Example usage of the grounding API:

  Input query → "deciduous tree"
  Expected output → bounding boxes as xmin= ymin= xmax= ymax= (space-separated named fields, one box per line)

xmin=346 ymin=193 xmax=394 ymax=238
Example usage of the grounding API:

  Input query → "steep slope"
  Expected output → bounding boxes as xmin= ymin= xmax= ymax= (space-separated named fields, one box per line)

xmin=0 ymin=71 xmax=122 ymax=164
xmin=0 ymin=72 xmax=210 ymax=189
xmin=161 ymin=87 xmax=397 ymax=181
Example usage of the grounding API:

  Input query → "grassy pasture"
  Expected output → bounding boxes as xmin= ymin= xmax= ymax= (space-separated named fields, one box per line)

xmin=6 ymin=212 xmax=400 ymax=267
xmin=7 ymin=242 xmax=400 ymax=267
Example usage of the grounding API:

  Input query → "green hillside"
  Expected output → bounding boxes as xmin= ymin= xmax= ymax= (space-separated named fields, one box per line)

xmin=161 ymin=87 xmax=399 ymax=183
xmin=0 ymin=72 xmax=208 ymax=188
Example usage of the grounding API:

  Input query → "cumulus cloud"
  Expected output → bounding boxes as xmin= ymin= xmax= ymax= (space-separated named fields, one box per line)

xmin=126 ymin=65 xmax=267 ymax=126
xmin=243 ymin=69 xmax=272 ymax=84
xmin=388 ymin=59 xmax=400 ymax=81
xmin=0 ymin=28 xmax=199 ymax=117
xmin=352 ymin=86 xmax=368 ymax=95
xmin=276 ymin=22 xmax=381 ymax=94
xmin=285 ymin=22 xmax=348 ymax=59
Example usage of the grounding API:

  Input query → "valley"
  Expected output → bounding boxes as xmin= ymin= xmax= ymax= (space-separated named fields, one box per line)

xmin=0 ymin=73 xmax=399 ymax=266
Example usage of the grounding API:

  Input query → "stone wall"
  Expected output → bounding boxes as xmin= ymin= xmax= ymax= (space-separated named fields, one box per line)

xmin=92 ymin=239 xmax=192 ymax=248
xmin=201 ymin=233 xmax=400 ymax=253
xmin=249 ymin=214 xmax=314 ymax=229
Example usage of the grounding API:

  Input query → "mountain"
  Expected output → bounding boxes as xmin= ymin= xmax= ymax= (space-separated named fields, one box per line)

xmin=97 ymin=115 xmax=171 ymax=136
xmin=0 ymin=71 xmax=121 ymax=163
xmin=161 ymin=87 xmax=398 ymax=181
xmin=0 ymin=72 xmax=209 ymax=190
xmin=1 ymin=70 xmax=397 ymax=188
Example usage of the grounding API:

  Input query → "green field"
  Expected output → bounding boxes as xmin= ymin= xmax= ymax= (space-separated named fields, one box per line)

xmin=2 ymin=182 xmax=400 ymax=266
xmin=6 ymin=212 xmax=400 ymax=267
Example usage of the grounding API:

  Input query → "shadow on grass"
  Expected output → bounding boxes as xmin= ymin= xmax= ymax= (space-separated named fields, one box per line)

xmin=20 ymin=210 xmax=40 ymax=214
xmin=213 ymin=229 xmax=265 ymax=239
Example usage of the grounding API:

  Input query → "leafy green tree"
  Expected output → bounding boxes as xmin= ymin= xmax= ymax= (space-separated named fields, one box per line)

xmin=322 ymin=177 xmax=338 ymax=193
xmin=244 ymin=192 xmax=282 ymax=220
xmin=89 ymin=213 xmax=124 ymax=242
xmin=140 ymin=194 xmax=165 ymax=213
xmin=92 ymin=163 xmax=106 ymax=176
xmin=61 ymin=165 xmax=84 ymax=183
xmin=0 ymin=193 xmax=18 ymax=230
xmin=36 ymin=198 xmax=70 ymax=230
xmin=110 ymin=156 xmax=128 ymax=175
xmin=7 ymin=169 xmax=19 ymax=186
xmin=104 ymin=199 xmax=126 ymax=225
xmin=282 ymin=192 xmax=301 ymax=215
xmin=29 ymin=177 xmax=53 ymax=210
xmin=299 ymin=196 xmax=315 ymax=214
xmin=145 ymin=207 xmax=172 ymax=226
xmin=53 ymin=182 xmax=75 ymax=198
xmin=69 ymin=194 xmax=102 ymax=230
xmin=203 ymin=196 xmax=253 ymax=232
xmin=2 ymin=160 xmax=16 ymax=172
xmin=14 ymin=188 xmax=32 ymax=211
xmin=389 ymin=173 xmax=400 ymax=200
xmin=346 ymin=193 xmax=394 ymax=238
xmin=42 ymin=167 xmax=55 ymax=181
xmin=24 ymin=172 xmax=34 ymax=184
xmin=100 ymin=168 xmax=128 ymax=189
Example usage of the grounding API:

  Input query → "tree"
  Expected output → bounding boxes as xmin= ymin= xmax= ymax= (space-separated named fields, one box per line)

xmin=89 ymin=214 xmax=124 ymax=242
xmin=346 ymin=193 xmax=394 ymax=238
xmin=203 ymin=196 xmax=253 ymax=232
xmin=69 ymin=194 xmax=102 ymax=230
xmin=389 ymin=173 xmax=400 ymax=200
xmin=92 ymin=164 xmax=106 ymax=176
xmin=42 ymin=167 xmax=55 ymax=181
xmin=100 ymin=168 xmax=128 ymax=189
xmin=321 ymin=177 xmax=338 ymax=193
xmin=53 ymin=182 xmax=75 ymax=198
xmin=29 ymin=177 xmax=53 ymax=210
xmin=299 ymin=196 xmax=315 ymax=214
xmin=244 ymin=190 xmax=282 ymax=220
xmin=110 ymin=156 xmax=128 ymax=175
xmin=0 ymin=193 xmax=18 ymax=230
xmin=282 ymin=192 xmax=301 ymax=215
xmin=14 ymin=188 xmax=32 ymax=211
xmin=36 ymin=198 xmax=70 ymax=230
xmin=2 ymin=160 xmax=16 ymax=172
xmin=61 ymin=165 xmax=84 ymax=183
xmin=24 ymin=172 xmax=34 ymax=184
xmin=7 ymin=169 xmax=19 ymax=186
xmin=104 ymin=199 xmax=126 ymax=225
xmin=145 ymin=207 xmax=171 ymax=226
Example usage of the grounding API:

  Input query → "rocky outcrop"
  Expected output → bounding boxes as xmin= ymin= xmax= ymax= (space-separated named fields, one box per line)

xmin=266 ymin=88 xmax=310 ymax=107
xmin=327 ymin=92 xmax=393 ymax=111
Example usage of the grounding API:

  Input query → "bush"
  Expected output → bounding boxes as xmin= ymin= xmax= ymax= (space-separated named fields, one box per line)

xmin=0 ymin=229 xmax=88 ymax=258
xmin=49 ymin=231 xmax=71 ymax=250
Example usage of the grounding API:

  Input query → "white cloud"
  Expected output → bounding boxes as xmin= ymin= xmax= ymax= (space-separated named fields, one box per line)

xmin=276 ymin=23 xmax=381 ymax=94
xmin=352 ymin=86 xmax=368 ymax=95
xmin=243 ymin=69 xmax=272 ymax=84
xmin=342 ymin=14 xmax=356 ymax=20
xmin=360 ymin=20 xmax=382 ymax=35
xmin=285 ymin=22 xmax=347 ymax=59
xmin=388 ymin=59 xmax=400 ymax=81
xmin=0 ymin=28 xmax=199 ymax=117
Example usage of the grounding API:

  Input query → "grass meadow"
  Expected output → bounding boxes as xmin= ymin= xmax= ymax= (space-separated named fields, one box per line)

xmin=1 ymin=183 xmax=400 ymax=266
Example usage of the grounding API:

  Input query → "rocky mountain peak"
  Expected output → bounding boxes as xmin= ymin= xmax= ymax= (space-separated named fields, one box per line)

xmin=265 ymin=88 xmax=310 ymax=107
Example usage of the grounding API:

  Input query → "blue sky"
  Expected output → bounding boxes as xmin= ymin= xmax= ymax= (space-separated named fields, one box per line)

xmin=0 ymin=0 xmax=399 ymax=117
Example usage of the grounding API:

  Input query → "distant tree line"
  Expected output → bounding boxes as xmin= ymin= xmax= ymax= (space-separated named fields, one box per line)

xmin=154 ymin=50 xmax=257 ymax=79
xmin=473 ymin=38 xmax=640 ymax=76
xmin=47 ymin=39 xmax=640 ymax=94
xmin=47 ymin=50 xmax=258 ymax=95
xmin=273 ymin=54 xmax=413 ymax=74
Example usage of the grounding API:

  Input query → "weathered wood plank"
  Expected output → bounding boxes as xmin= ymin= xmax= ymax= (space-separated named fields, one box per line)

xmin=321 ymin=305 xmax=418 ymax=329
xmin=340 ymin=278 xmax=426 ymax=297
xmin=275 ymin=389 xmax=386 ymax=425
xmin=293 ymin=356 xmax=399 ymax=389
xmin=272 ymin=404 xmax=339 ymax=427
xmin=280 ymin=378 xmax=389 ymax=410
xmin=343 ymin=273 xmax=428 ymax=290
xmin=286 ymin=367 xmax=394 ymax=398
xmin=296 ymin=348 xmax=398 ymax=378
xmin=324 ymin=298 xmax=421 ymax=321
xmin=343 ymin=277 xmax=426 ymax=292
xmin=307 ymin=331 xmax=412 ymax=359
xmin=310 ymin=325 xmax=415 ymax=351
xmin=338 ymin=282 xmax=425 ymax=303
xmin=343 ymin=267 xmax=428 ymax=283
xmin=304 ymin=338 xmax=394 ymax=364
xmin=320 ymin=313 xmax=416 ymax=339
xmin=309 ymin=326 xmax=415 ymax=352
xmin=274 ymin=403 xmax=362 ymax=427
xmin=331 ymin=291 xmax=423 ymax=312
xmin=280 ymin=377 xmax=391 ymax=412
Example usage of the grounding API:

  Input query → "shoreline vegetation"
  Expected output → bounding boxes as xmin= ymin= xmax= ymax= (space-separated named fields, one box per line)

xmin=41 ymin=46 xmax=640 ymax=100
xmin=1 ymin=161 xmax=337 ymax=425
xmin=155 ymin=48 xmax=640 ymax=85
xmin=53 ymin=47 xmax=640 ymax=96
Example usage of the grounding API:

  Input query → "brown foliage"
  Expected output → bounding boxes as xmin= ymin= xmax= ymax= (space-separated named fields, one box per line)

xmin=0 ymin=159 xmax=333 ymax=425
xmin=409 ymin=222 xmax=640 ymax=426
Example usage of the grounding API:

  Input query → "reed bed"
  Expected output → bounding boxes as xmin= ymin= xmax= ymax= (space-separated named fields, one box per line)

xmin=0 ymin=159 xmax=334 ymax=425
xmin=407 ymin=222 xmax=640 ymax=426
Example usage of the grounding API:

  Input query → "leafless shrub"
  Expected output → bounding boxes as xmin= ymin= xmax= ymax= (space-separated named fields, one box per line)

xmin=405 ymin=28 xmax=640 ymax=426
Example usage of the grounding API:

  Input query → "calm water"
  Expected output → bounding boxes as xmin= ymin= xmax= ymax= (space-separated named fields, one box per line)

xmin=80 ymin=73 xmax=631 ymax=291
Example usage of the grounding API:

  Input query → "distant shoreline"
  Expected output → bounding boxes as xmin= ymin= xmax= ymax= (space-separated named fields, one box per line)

**INSTRUCTIONS TO FOLLOW:**
When a line of the data holds the string "shoreline", pick it out and copy it.

**WRITTEN ANSWER:**
  Input query → "shoreline vegetation"
  Input query → "distant shoreline"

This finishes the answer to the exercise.